▶ _Task_
Only an exact reprint of all the data is acceptable.

[Referring expression data]

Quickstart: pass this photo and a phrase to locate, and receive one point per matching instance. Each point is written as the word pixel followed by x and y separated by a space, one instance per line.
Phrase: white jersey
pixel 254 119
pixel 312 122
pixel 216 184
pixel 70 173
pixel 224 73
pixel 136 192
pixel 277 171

▶ _Response to this task_
Quickstart: pass this photo and a phrase to locate, and receive one point per matching instance. Each point is written as the word pixel followed by x and y separated by a space, one instance per line.
Phrase: white jersey
pixel 254 119
pixel 312 122
pixel 216 184
pixel 70 173
pixel 224 73
pixel 136 192
pixel 277 171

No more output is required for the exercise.